▶ **Excerpted passage**
----
The area of the house on the $35mm$ slide (area of the object) is given by, 

${{A}_{O}}=1.75c{{m}^{2}}$.

The area of the image of the house that is formed on the screen is given by, ${{A}_{I}}=1.55{{m}^{2}}=1.55\times {{10}^{4}}c{{m}^{2}}$

We know that areal magnification is given by, 

${{m}_{a}}=\frac{{{A}_{I}}}{{{A}_{O}}}$

Substituting the given values, 

${{m}_{a}}=\frac{1.55\times {{10}^{4}}}{1.75}$

Now, we have the expression for Linear magnification as, ${{m}_{l}}=\sqrt{{{m}_{a}}}$ 

$\Rightarrow {{m}_{l}}=\sqrt{\frac{1.55}{1.75}\times {{10}^{4}}}$ 

$\therefore {{m}_{l}}=94.11$

Thus, we found the linear magnification in the given case to be, ${{m}_{l}}=94.11$.


10. State the Number of Significant Figures in the Following:

a) $0.007{{m}^{2}}$

Ans: We know that when the given number is less than one, all zeroes on the right of the decimal point are insignificant and hence for the given value, only 7 is the significant figure. So, the number of significant figures in this case is 1. 


b) $2.64\times {{10}^{24}}kg$

Ans: We know that the power of 10 is considered insignificant and hence, 2, 6 and 4 are the significant figures in the given case. So, the number of significant figures here is 3. 


c) $0.2370gc{{m}^{-3}}$

Ans: For decimal numbers, the trailing zeroes are taken significantly. 2, 3, 7 and 0 are the significant figures. So, the number of significant figures here is 4. 


d) $6.320J$

Ans: All figures present in the given case are significant. So, the number of significant figures here is 4. 


e) $6.032N{{m}^{-2}}$

Ans: Since all the zeros between two non-zero digits are significant, the number of significant figures here is 4. 


f) $0.0006032{{m}^{2}}$

Ans: For a decimal number less than 1, all the zeroes lying to the left of a non-zero number are insignificant. Hence, the number of significant digits here is 4.
----
▶ **Written task A**
Copy the listing below line for line, keeping every character exactly the same.
----
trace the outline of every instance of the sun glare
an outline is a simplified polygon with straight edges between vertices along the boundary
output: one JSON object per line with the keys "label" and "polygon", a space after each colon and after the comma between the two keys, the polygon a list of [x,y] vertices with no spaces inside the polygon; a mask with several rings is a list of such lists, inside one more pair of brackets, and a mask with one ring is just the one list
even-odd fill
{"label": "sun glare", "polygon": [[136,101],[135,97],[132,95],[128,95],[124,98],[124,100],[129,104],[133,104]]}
----
▶ **Written task B**
Continue the physics solutions on magnification and significant figures, starting right after their final sentence.

▶ **Written reply A**
trace the outline of every instance of the sun glare
an outline is a simplified polygon with straight edges between vertices along the boundary
output: one JSON object per line with the keys "label" and "polygon", a space after each colon and after the comma between the two keys, the polygon a list of [x,y] vertices with no spaces inside the polygon; a mask with several rings is a list of such lists, inside one more pair of brackets, and a mask with one ring is just the one list
even-odd fill
{"label": "sun glare", "polygon": [[136,101],[135,97],[132,95],[128,95],[124,98],[124,100],[129,104],[133,104]]}

▶ **Written reply B**
 

11. The Length, Breadth and Thickness of a Rectangular Sheet of Metal Are 4.234m, 1.005m and 2.01cm Respectively. Give the Area and Volume of the Sheet to Correct Significant Figure. 

Ans:

We are given:

Length of sheet, $l=4.234m$; number of significant figures: 4

Breadth of sheet, $b=1.005m$; number of significant figures: 4

Thickness of sheet, $h=2.01cm=0.0201m$; number of significant figures: 3

So, we found that area and volume should have the least significant figure among the given dimensions, i.e., 3.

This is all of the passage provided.